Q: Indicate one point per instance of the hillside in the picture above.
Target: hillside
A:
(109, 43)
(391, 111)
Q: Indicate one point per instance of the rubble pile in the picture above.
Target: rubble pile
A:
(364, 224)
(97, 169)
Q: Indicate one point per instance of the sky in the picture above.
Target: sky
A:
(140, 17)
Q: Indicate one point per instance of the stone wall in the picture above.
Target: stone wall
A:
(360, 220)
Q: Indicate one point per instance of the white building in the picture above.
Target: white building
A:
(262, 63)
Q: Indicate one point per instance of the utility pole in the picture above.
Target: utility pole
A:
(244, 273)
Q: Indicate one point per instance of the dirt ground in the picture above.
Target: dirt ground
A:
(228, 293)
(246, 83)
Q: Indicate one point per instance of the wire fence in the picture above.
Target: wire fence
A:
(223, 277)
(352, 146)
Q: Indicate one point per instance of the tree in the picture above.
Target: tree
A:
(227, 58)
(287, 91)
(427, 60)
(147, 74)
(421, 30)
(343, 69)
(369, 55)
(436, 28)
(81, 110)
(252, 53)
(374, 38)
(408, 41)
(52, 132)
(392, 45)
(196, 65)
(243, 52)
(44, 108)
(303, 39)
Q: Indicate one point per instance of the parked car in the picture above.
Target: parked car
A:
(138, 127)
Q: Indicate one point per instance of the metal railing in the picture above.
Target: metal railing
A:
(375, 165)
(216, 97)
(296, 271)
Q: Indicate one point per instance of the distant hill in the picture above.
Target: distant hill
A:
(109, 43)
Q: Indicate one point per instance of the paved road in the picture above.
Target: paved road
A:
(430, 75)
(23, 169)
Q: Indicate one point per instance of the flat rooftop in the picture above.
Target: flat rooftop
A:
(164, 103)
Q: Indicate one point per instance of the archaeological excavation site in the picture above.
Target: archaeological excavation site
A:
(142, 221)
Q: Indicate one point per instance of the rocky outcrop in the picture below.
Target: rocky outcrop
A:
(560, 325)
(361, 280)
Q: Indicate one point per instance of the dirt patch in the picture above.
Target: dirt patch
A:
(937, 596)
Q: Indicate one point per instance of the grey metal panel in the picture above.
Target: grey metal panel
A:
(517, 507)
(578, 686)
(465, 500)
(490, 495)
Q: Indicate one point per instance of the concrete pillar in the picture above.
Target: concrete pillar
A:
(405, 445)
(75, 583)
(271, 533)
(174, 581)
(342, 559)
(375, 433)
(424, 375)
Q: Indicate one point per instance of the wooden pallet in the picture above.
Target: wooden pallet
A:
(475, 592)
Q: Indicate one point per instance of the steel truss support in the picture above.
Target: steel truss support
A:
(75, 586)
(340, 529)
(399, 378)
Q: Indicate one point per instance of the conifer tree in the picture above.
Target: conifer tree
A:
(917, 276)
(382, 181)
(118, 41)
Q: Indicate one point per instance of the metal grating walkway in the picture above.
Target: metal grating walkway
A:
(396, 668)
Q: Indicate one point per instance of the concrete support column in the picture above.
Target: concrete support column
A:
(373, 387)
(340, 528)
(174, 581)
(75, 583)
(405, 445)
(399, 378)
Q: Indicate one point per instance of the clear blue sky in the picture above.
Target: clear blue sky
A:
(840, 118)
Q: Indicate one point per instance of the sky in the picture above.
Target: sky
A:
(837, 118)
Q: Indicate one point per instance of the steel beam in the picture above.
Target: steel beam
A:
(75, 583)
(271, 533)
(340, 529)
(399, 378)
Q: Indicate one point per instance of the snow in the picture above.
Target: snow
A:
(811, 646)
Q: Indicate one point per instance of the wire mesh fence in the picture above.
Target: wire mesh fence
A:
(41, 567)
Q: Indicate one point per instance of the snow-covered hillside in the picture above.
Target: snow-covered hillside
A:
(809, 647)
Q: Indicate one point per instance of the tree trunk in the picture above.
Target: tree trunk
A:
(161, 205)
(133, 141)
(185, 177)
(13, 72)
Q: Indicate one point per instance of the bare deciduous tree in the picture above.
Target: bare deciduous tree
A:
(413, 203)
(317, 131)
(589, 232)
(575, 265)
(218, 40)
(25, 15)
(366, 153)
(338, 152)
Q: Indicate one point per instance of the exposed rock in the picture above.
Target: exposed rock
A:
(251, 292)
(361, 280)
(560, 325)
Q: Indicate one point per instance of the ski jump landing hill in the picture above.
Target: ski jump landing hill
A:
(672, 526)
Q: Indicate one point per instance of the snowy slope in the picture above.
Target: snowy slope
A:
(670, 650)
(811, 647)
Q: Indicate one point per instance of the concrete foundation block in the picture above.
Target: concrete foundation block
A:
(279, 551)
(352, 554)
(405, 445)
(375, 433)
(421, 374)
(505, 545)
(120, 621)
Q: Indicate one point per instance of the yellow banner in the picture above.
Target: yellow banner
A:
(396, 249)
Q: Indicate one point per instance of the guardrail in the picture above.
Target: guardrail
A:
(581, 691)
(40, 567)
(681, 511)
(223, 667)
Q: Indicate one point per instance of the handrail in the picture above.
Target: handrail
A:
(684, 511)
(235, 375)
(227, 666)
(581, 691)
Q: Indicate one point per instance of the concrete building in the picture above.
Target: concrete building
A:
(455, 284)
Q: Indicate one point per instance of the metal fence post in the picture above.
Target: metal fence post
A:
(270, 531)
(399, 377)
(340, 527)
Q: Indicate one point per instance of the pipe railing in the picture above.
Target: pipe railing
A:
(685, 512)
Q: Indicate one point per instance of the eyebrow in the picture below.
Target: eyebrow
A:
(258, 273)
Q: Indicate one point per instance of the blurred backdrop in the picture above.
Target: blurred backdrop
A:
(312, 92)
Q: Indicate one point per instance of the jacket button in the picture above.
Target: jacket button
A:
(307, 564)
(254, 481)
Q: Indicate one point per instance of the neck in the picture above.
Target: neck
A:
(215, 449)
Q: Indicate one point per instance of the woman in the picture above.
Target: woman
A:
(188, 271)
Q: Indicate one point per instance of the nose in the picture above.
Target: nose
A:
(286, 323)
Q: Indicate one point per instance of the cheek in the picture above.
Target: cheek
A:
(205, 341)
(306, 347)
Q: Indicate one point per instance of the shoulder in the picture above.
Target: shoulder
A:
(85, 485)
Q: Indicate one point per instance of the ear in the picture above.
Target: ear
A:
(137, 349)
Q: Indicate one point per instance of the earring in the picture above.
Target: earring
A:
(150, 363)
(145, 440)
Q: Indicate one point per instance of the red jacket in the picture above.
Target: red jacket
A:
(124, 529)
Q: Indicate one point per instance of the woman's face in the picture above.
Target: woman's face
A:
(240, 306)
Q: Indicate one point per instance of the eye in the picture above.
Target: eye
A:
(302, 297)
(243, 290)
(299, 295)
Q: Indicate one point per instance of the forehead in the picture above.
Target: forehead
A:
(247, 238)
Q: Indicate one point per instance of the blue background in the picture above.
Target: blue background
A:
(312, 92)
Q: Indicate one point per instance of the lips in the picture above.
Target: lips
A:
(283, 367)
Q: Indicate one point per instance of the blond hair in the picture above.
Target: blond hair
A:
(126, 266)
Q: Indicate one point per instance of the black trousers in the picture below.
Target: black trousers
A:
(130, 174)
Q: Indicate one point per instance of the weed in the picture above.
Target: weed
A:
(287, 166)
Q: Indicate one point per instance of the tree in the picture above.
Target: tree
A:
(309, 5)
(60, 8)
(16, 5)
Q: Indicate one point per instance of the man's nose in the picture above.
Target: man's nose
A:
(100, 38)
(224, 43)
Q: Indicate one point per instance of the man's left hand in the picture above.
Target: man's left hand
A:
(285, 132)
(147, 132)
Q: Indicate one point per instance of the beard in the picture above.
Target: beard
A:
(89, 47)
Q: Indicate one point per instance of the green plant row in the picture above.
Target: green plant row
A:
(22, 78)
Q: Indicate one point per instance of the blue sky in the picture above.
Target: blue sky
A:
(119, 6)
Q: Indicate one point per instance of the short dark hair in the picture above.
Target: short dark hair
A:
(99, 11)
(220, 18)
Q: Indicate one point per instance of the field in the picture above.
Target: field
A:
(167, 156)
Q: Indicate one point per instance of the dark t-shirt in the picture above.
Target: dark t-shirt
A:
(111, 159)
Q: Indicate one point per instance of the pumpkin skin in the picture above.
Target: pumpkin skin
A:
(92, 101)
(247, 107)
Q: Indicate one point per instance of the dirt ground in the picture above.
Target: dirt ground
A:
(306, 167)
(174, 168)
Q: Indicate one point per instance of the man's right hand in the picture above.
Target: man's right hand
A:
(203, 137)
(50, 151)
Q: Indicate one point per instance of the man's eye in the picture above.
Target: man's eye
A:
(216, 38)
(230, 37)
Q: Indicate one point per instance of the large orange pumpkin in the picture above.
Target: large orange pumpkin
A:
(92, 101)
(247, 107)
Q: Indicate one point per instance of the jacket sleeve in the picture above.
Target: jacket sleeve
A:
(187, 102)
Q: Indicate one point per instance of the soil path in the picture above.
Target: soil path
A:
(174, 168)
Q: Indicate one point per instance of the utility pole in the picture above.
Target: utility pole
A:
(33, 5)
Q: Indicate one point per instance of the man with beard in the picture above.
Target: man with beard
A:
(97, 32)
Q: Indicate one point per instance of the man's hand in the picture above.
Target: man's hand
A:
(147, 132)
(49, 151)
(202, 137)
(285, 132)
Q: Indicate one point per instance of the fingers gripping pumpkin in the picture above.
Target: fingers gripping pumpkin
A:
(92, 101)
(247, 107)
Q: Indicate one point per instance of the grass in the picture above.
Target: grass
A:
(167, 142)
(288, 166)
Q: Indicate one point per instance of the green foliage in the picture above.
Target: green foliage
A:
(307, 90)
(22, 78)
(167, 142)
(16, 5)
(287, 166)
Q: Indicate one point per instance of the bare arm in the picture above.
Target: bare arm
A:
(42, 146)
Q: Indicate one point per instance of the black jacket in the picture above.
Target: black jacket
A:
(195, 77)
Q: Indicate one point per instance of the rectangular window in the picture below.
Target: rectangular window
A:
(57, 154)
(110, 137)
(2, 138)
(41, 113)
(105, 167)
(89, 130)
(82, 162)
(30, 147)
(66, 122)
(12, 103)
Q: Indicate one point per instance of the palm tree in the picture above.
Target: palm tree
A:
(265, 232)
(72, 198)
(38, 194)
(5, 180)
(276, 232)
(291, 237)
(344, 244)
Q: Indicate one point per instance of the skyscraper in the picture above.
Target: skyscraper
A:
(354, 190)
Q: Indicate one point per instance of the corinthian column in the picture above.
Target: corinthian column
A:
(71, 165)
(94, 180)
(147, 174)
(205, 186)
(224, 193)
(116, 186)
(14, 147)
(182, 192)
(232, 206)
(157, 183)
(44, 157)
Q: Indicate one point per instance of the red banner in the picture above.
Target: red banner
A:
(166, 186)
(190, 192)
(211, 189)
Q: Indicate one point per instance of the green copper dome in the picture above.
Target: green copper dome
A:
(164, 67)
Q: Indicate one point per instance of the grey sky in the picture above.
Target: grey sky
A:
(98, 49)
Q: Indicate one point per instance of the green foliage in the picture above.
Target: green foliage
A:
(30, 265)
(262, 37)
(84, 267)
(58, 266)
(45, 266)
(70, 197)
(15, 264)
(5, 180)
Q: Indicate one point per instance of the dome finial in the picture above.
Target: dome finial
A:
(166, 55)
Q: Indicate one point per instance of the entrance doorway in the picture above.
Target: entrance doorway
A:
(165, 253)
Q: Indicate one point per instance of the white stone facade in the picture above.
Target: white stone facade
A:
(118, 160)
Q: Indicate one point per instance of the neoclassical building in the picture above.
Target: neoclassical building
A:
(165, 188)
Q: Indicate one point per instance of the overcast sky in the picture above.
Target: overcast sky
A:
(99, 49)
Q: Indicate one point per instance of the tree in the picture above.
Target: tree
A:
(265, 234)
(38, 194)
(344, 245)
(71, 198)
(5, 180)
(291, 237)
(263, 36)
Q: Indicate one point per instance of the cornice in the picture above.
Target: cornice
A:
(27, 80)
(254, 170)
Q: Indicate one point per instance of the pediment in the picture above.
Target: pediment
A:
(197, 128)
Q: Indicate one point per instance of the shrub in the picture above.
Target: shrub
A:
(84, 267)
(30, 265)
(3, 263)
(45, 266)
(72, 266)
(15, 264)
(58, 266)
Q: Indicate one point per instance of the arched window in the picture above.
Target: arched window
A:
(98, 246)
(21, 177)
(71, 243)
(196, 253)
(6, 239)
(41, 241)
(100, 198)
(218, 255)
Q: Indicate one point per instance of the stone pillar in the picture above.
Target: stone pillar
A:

────────────────────

▶ [What is needed] Whatever else the listing above holds, retype exactly only the lines from the one containing "Target: neck" to the one containing "Q: Indicate one point per instance of the blond", both ends kept.

▶ [Exercise solution]
Target: neck
A:
(215, 449)
Q: Indicate one point per instance of the woman in the picture above.
Target: woman
A:
(188, 271)
Q: Indicate one point per instance of the nose in the picture above.
Target: nose
A:
(286, 323)
Q: Indicate one point per instance of the cheek in the picture above.
Target: cheek
A:
(205, 341)
(306, 347)
Q: Indicate one point per instance of the shoulder in the picture above.
Target: shoulder
A:
(85, 485)
Q: Indicate one point per instance of the ear in the picture above.
Target: ear
A:
(137, 349)
Q: Indicate one point per instance of the earring in the picture above.
Target: earring
A:
(150, 363)
(145, 440)
Q: Indicate one point per instance of the red jacket in the picture above.
Target: red jacket
A:
(124, 529)
Q: Indicate one point per instance of the woman's face in the picture above.
Target: woman's face
A:
(240, 306)
Q: Indicate one point per instance of the eye in the picture above.
Target: eye
A:
(302, 297)
(243, 290)
(299, 295)
Q: Indicate one point per instance of the forehead in the picture above.
Target: forehead
A:
(247, 238)
Q: Indicate one point per instance of the blue background in the picture above.
Target: blue background
A:
(312, 92)
Q: Indicate one point per instance of the lips in the picture above.
Target: lips
A:
(283, 367)
Q: Indicate one point per instance of the blond hair in the picture above.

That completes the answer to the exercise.